Raw records
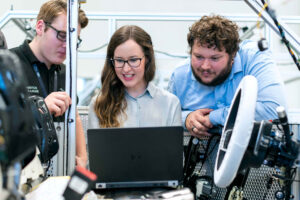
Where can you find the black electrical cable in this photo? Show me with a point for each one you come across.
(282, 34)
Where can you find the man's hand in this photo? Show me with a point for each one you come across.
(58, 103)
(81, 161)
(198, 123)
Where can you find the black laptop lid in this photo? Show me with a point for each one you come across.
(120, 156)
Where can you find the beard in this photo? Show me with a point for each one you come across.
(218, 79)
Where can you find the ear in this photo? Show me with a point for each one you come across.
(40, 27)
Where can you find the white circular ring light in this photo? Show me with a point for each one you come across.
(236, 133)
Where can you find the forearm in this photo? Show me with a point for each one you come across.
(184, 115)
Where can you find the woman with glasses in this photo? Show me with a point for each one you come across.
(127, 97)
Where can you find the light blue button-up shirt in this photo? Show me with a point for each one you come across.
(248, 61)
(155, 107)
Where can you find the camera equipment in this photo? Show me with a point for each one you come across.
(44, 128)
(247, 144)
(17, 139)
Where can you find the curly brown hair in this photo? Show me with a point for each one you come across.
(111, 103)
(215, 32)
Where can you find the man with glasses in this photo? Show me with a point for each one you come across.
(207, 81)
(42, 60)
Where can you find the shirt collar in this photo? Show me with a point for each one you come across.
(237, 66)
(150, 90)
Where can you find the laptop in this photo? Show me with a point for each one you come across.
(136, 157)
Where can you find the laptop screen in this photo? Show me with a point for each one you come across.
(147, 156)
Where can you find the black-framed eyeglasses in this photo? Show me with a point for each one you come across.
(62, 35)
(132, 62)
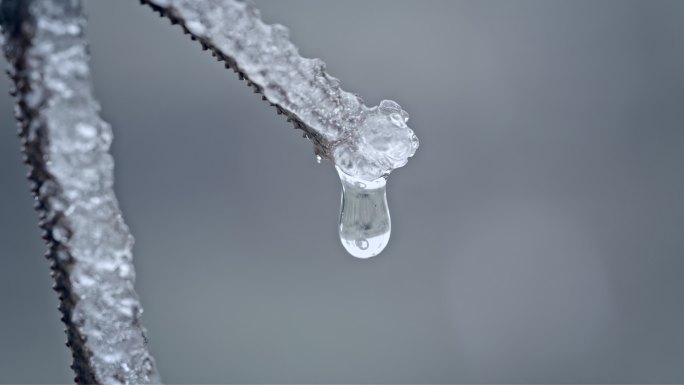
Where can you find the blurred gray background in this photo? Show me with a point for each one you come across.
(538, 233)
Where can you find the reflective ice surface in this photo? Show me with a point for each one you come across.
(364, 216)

--

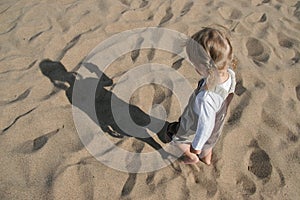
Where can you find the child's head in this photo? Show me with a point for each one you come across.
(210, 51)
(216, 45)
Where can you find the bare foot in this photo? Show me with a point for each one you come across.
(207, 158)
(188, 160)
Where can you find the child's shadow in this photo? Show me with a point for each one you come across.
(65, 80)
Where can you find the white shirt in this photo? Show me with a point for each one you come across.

▶ [Task goal]: Please identify each line in the records containing the string "light" and copy those lines. Matching is case-sensitive.

▶ [Correct result]:
Where can you find the white circular ring light in this photo? Show me with a point for each one you come across.
Where can you find the light blue button-up shirt in this photo? Show me with a point for each one you come across.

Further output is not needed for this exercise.